> REQUIRED WORK
Return each entry exactly, omitting nothing.

(Labeled-object pointing entries)
--- Begin ---

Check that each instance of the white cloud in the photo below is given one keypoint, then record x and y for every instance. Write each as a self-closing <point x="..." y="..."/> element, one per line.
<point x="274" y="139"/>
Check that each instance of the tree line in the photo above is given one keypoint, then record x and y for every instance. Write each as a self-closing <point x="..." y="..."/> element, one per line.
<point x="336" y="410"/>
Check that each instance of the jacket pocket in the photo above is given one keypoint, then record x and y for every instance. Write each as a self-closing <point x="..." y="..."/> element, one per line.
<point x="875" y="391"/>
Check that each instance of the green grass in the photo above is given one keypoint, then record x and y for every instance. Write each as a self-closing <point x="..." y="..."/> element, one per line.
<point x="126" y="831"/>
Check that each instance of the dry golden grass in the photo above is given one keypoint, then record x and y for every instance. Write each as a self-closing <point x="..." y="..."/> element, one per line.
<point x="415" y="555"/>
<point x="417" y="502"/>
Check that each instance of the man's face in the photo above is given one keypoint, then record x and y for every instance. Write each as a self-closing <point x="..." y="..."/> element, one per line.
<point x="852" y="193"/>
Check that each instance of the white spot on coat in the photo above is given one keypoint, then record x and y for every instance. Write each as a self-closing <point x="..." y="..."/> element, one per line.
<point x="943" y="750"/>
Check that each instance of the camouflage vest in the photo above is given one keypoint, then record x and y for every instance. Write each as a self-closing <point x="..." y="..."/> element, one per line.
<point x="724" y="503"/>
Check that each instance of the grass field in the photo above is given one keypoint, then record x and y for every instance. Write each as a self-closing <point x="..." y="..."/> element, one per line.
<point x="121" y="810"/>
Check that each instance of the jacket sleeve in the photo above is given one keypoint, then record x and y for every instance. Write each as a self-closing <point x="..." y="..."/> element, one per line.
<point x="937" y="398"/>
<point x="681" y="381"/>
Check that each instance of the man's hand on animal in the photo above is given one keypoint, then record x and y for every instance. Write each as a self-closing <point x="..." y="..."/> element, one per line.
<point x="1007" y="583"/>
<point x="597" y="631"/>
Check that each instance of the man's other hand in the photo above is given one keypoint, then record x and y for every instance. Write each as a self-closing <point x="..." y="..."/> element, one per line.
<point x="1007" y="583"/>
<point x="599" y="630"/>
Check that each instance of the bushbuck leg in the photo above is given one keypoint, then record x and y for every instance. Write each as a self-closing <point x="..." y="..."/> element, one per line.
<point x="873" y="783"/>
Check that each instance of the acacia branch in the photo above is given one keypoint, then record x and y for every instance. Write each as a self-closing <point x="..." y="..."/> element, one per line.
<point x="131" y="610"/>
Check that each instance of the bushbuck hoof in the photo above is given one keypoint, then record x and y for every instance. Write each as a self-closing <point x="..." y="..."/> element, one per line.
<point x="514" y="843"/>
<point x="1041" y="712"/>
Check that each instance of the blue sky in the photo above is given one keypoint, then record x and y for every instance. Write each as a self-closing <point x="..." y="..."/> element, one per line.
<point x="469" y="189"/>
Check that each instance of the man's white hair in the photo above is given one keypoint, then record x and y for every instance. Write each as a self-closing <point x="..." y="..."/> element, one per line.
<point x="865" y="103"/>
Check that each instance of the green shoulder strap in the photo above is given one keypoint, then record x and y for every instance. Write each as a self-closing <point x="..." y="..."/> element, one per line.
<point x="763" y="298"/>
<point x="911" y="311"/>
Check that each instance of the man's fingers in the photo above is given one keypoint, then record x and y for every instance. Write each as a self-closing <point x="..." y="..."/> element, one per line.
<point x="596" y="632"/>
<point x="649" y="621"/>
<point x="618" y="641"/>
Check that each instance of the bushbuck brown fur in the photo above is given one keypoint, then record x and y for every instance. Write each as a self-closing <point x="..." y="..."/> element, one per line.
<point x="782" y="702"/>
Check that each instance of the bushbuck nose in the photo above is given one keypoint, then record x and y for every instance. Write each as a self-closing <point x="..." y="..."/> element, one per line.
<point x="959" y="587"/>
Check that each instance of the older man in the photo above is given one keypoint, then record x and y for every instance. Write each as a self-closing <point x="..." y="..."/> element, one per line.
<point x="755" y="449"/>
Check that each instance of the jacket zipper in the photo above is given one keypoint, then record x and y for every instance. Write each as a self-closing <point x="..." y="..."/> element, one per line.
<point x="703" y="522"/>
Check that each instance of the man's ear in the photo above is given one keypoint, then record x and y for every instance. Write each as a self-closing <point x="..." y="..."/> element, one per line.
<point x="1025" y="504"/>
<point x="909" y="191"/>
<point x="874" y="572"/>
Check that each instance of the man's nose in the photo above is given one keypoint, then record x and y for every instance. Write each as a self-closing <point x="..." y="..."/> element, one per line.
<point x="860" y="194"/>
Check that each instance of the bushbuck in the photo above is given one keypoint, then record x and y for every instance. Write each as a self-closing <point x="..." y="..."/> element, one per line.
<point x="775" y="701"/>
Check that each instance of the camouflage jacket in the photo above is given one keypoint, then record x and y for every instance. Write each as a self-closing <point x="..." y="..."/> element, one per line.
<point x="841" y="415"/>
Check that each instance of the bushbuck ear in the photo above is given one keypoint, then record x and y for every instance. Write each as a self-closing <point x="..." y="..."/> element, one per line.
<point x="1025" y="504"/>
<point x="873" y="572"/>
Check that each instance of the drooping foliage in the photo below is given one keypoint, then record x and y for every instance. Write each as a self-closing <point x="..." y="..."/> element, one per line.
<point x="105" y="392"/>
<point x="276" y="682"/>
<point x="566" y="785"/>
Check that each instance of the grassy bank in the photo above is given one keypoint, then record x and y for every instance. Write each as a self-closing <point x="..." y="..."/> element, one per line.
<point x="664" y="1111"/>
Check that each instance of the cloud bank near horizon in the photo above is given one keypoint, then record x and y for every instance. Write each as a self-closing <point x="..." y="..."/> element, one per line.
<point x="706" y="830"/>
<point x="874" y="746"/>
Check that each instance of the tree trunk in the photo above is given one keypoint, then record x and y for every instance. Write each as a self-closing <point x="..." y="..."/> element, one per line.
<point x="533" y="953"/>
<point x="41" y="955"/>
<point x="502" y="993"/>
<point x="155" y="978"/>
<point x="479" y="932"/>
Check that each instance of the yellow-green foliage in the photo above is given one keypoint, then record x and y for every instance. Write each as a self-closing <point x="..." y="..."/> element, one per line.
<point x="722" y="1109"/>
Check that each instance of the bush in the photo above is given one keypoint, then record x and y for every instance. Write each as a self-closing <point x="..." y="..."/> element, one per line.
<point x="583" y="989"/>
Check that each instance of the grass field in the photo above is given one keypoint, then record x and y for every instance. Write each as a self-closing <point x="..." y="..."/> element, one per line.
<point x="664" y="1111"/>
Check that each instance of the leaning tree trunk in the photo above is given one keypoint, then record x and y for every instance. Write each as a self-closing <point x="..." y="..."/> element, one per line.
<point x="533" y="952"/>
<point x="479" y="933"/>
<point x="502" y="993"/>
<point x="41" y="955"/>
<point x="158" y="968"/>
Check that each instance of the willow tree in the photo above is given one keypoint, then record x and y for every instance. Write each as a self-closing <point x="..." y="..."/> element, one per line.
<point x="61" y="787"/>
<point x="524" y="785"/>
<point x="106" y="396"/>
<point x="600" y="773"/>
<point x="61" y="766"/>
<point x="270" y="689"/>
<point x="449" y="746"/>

--- End ---

> WORKED SOLUTION
Check that each instance of the white cloud in the photo below is given one keypoint, then record x and y for every instance. Write each as a self-closing <point x="..." y="..."/> element, one per line.
<point x="274" y="139"/>
Check that each instance of the tree line in the photo above is given one keypoint, then record x and y for every instance. Write each as a self-closing <point x="..." y="..."/> element, one per line.
<point x="336" y="410"/>
Check that each instance of the jacket pocket in the photo above is given one keypoint, then record x and y for every instance. Write each as a self-closing <point x="..." y="..."/> element, one per line.
<point x="875" y="391"/>
Check that each instance of the green grass in the photo above is given one keypoint, then record x and y for every instance. Write each as a self-closing <point x="..." y="..."/> element, one per line.
<point x="126" y="831"/>
Check that each instance of the dry golden grass in the photo above is given one keypoint, then record x and y for every instance. Write each as a self-closing <point x="..." y="..."/> element, one per line.
<point x="415" y="555"/>
<point x="417" y="502"/>
Check that each instance of the man's face in the photo above is given one keypoint, then record x and y for every instance. Write each as a self-closing <point x="..." y="..."/> element, one per line.
<point x="852" y="193"/>
Check that each instance of the white spot on coat in the photo above is given one keypoint, then record x and y for every instance. Write each as a self-closing <point x="..." y="..."/> element, one per line.
<point x="943" y="750"/>
Check that each instance of the camouflage vest in the photo above is given one keypoint, then record x and y for every instance. Write each as a self-closing <point x="..." y="..."/> element, one per line.
<point x="724" y="503"/>
Check that each instance of the grass field in the photo above is given one keypoint, then record x and y for every instance. Write each as a self-closing <point x="..." y="..."/> element, one per line.
<point x="121" y="810"/>
Check that each instance of the jacket sleeve in the photo above is given one keypoint, then record x and y for every instance. Write each as a self-closing <point x="..." y="..."/> element, one per line.
<point x="937" y="398"/>
<point x="681" y="381"/>
Check that each instance of the man's hand on animal in the photo above is given one keypoint, then record x and y for every instance. Write each as a self-closing <point x="..." y="..."/> element, one per line.
<point x="1007" y="583"/>
<point x="597" y="631"/>
Check that each instance of the man's other hand in the photo above is given one keypoint, then record x and y for every instance. Write each as a self-closing <point x="..." y="..."/> element, one per line.
<point x="1007" y="583"/>
<point x="599" y="630"/>
Check that each instance of the bushbuck leg in the photo above is given one keypoint, then record x and y for every instance. Write each as a self-closing <point x="..." y="..."/> element, one per line.
<point x="873" y="783"/>
Check that each instance of the acacia branch in the photo above is given one keypoint, then record x and y for every instance. Write each as a self-closing <point x="..." y="..."/> element, one per line.
<point x="131" y="610"/>
Check that each instance of the bushbuck hoof in the photo above is given one keypoint, then record x and y for every instance. Write each as a self-closing <point x="..." y="..."/> element, one per line.
<point x="514" y="843"/>
<point x="1041" y="712"/>
Check that each instance of the blue sky in the photo above is given one keypoint, then record x and y for every instance. Write each as a self-closing <point x="..." y="..."/> element, one per line.
<point x="469" y="189"/>
Check that each instance of the man's white hair in the photo above is given one keypoint, then record x and y for every instance. Write each as a self-closing <point x="..." y="..."/> element, one per line.
<point x="865" y="103"/>
Check that each instance of the green shoulder strap in the photo above is given one keypoint, then record x and y for every instance. Write each as a self-closing <point x="..." y="..."/> element, one per line.
<point x="763" y="298"/>
<point x="911" y="311"/>
Check that each instance of the man's fingers in the photo above is given one keypoint, then record x and y for every instance. Write each as a self-closing <point x="..." y="..."/> element, one per line.
<point x="596" y="632"/>
<point x="649" y="621"/>
<point x="618" y="641"/>
Check that each instance of the bushbuck brown fur in the photo above is given one keypoint, then record x and y for every instance. Write each as a self-closing <point x="..." y="..."/> element, one per line.
<point x="782" y="702"/>
Check that each instance of the bushbuck nose in the photo above is given one keypoint, then record x and y for every instance. Write each as a self-closing <point x="..." y="..."/> element, one per line.
<point x="959" y="587"/>
Check that each instance of the older man in the photo above is given one keypoint, then record x and y for every instance. Write each as a self-closing <point x="..." y="..."/> element, one per line.
<point x="755" y="449"/>
Check that each instance of the jacket zipper in the photo above is given one keypoint, then record x and y for every instance. Write each as a self-closing <point x="..." y="..."/> element, one per line.
<point x="703" y="522"/>
Check that each instance of the man's ear in the photo above is given one keypoint, then record x and y for every instance. Write each as a self-closing <point x="..." y="..."/> element, one per line.
<point x="1025" y="504"/>
<point x="909" y="191"/>
<point x="874" y="572"/>
Check that each instance of the man's nose in the photo above is given one keypoint, then record x and y for every instance. Write each as a self-closing <point x="..." y="..."/> element, one per line.
<point x="860" y="194"/>
Check that each instance of the bushbuck in the photo above is given one keypoint, then record x and y for every instance. Write each as a self-closing <point x="..." y="..."/> element, one per line.
<point x="775" y="701"/>
Check that each instance of the camouflage jacket in the photo above is given one keypoint, then record x and y for every instance. Write each as a self-closing <point x="..." y="..."/> element, one per line.
<point x="841" y="415"/>
Check that each instance of the bushbuck ear in the photo above is given one keypoint, then record x and y for every instance. Write each as a self-closing <point x="..." y="..."/> element, one per line.
<point x="1025" y="504"/>
<point x="873" y="572"/>
Check that each instance of the drooping foliage in the photo below is given one keypoint, then record x and y for every instance. Write each as a self-closing <point x="..." y="..."/> element, one per line.
<point x="105" y="392"/>
<point x="276" y="682"/>
<point x="566" y="785"/>
Check that each instance of the grassy bank in the photo above is given one keypoint, then record x and y for every instance. Write each as a self-closing <point x="..." y="..."/> element, one per line.
<point x="664" y="1111"/>
Check that each instance of the cloud bank near horizon in the photo above is given one keypoint, then record x and y for every instance. Write each as a self-closing <point x="..." y="..."/> element, one per line.
<point x="706" y="830"/>
<point x="874" y="746"/>
Check that each instance of the tree trunk in the photo above is given one keypoint, then record x and y for every instance. Write each as a self-closing <point x="..." y="..."/> element, one per line.
<point x="533" y="953"/>
<point x="41" y="955"/>
<point x="502" y="993"/>
<point x="155" y="978"/>
<point x="479" y="932"/>
Check that each instance of the yellow-green foliage in the photo above is given one keypoint, then record x and y for every instance. Write each as a self-closing <point x="..." y="..."/> element, one per line.
<point x="722" y="1109"/>
Check that each instance of the bush in the photo above is given one keypoint, then record x and y for every instance. Write each as a self-closing <point x="..." y="..."/> element, one per line.
<point x="583" y="989"/>
Check that each instance of the grass field in the photo above is given one keypoint, then record x and y for every instance. Write each as a self-closing <point x="..." y="..."/> element, one per line.
<point x="664" y="1111"/>
Check that each instance of the leaning tree trunk in the photo above is given one keypoint, then record x and y for every instance. Write each as a self-closing <point x="..." y="..."/> element, one per line.
<point x="533" y="952"/>
<point x="479" y="933"/>
<point x="502" y="993"/>
<point x="41" y="955"/>
<point x="158" y="968"/>
Check that each instance of the willow tree in the photo above is given one keypoint, then record x and y for every instance. Write each as a self-closing <point x="..." y="..."/> element, one per line.
<point x="61" y="787"/>
<point x="524" y="785"/>
<point x="106" y="396"/>
<point x="600" y="773"/>
<point x="61" y="766"/>
<point x="270" y="689"/>
<point x="449" y="746"/>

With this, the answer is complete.